# TEXTAUSZUG
25.03.2021, Nordrhein-Westfalen, Duisburg: Die Spieler der deutschen Nationalmannschaft stehen zusammen und bilden den Schriftzug „Human Rights“. Foto: Tobias Schwarz/AFP-Pool/dpa

Boykott-Forderungen von allen Seiten, immer lautere Proteste aus dem Profilager und fassungsloses Entsetzen bei Millionen Fußballfans: Gastgeber Katar muss sich im eineinhalb Jahre langen Endspurt bis zur ersten Winter-WM auf mächtig Gegenwind gefasst machen.

Die klimatische Situation, wegen der das Turnier vom Sommer auf die Adventszeit verlegt wurde, und die fehlende Fußball-Tradition sind dabei zu Randnotizen geworden. Das Thema Menschenrechte hingegen überstrahlt alle weiteren Aspekte. Wie geht das reiche Emirat eigentlich mit all den Attacken rund um das bevorstehende XXL-Sportevent im November und Dezember 2022 um?

# FRAGEN ZUM MATERIAL
**a.** Prüfen Sie, ob die folgenden Aussagen mit dem Textauszug übereinstimmen. Antworten Sie jeweils mit Ja oder Nein und zitieren Sie die entscheidenden Worte wörtlich.
(i) Das Turnier wurde wegen der klimatischen Situation vom Sommer in die Adventszeit verlegt.
(ii) Die fehlende Fußball-Tradition ist das Thema, das alle anderen Aspekte überstrahlt.
(iii) Die WM findet im Sommer 2022 statt.
**b.** Geben Sie den Abschnitt des Textauszugs von „25.03.2021, Nordrhein-Westfalen, Duisburg: Die“ bis „Gegenwind gefasst machen.“ wieder und benennen Sie dabei „Katar“ in „Qatar“ um.
Stützen Sie sich dabei ausschließlich auf den Textauszug.

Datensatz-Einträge
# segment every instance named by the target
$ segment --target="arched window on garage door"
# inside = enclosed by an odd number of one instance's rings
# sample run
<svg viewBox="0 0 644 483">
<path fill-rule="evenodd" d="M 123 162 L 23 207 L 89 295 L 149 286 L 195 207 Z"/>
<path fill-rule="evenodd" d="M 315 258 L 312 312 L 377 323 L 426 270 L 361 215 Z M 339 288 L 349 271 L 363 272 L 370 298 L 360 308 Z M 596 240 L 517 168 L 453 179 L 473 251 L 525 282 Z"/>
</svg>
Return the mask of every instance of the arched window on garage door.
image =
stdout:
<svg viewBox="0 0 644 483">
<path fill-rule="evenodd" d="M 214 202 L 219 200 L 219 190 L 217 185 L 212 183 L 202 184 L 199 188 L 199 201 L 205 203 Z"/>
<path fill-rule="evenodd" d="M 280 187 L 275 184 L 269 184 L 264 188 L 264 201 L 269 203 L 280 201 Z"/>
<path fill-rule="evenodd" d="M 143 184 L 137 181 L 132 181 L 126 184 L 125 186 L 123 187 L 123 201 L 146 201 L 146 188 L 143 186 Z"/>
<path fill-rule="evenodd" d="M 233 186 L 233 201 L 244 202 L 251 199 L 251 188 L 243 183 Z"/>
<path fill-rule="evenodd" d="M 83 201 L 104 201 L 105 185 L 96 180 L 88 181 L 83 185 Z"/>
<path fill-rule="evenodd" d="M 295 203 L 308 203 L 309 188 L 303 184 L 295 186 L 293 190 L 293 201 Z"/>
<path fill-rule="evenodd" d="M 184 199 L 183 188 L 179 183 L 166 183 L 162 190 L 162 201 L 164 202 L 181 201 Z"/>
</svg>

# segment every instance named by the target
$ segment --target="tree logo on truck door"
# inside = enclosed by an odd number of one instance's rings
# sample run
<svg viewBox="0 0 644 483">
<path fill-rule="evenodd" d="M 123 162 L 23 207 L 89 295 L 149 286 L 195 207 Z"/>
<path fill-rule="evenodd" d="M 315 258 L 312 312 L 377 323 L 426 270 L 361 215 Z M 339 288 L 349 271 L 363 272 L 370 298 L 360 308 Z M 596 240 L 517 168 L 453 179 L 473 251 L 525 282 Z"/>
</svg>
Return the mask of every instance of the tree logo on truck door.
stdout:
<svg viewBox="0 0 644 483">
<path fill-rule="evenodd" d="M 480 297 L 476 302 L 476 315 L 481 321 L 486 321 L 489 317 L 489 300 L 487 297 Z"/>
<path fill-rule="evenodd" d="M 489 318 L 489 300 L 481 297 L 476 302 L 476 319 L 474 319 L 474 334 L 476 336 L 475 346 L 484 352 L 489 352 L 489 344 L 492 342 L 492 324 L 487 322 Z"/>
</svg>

# IHRE ANTWORTEN
**a.**
(i) Ja: „Die klimatische Situation, wegen der das Turnier vom Sommer auf die Adventszeit verlegt wurde“
(ii) Nein: „und die fehlende Fußball-Tradition sind dabei zu Randnotizen geworden. Das Thema Menschenrechte hingegen überstrahlt alle weiteren Aspekte.“
(iii) Nein: „im November und Dezember 2022“

**b.**
25.03.2021, Nordrhein-Westfalen, Duisburg: Die Spieler der deutschen Nationalmannschaft stehen zusammen und bilden den Schriftzug „Human Rights“. Foto: Tobias Schwarz/AFP-Pool/dpa

Boykott-Forderungen von allen Seiten, immer lautere Proteste aus dem Profilager und fassungsloses Entsetzen bei Millionen Fußballfans: Gastgeber Qatar muss sich im eineinhalb Jahre langen Endspurt bis zur ersten Winter-WM auf mächtig Gegenwind gefasst machen.